• Coordinate annotation listing:
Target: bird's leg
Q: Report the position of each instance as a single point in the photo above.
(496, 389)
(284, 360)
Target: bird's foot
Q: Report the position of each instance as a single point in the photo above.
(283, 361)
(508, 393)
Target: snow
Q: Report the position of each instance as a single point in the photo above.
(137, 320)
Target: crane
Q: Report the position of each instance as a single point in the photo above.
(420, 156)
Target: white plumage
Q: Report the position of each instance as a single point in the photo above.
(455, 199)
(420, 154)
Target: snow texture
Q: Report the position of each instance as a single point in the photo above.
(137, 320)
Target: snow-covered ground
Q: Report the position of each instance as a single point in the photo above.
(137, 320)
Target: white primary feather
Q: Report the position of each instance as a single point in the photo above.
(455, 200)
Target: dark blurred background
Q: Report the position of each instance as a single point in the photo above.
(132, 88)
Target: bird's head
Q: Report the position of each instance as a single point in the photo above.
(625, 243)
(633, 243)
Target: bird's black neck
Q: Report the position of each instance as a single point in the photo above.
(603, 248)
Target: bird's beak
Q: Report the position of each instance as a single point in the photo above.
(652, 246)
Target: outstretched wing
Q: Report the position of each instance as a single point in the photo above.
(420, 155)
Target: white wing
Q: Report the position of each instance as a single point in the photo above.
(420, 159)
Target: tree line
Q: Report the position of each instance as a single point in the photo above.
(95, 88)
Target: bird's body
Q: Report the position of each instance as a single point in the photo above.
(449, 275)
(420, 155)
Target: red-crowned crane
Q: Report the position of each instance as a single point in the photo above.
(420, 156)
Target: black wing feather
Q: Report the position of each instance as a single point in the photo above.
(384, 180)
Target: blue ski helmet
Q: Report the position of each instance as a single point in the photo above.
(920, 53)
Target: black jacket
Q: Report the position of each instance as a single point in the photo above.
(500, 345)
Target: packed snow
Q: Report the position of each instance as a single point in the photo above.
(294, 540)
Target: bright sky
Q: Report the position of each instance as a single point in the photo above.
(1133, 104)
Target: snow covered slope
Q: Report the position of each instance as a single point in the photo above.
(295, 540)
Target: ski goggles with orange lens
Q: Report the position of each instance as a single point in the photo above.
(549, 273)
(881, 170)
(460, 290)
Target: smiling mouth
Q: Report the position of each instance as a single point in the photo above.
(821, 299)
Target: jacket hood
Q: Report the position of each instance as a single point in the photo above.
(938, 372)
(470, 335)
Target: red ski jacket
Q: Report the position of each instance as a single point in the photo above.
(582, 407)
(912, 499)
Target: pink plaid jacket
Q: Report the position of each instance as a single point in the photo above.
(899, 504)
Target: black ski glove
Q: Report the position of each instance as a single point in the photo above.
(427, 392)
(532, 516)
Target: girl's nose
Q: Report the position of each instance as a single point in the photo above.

• WRITTEN EXERCISE: Copy the whole listing above word for word, leaving nothing out.

• FULL SOLUTION:
Target: bird's leg
Q: Report the position of each instance as a single point in the photo above.
(496, 389)
(284, 360)
Target: bird's foot
Q: Report the position of each instance as a single point in the photo above.
(283, 361)
(508, 393)
Target: snow
Q: Report the position of each instance as a single point in the photo above.
(137, 320)
Target: crane
Q: Report the position of each instance as a single point in the photo above.
(420, 156)
Target: white plumage
Q: Report the position of each instance as a single point in the photo above.
(455, 199)
(420, 154)
Target: snow texture
Q: Report the position of each instance as a single point in the photo above.
(137, 320)
Target: snow-covered ground
Q: Report the position of each instance as a single point in the photo above.
(137, 320)
Target: white primary feather
Q: Report the position of each instance as a single point in the photo above.
(455, 200)
Target: dark blurred background
Q: Report the position of each instance as a single point in the photo above.
(132, 88)
Target: bird's head
Q: Report the position of each instance as a single point in the photo above.
(625, 243)
(633, 243)
Target: bird's black neck
Q: Report the position of each instance as a single point in the photo above.
(603, 248)
Target: bird's beak
Q: Report the position of each instance as a single point in the photo above.
(652, 246)
Target: outstretched wing
Q: Report the position of each instance as a single point in the photo above.
(420, 155)
Target: white wing
Q: Report the position of each instance as a single point in the photo above.
(420, 159)
Target: tree line
Q: Report the position of each instance as a single point in the photo above.
(95, 88)
Target: bird's body
Q: Report the position of each instance as a single point in the photo above.
(449, 275)
(420, 155)
Target: red-crowned crane
Q: Report the position of each instance as a single point in the photo above.
(420, 156)
Target: black wing feather
Q: Report the position of each instance as a single point in the photo above.
(384, 180)
Target: blue ski helmet
Q: Report the position of each instance as a single point in the photo above.
(920, 53)
Target: black jacket
Q: Report the position of each instance as a single point in the photo above.
(500, 345)
Target: packed snow
Q: Report the position of each instance as a single point in the photo above.
(294, 540)
Target: bright sky
Q: Report the position of each instance as a single point in the photo above.
(1133, 104)
Target: snow covered slope
Q: Report the position of each instance as a single point in the photo above.
(295, 540)
Target: ski goggles with orange lens
Q: Report the position of each instance as a single point in the photo above.
(549, 273)
(881, 170)
(460, 290)
Target: smiling mouth
Q: Report the position of each instance as a single point in the photo above.
(821, 299)
Target: jacket hood
Q: Report the position of each instance as a single point in the photo above.
(938, 372)
(470, 335)
Target: red ski jacket
Q: Report the position of each instance as a single point in the photo above.
(582, 407)
(912, 499)
Target: pink plaid jacket
Q: Report the position of each instance as a single point in the photo above.
(899, 504)
Target: black ski glove
Q: Report the position of each instance as a single point in the photo above.
(427, 392)
(532, 516)
Target: girl's nose
Q: Report the position of each instance as a single point in the photo above.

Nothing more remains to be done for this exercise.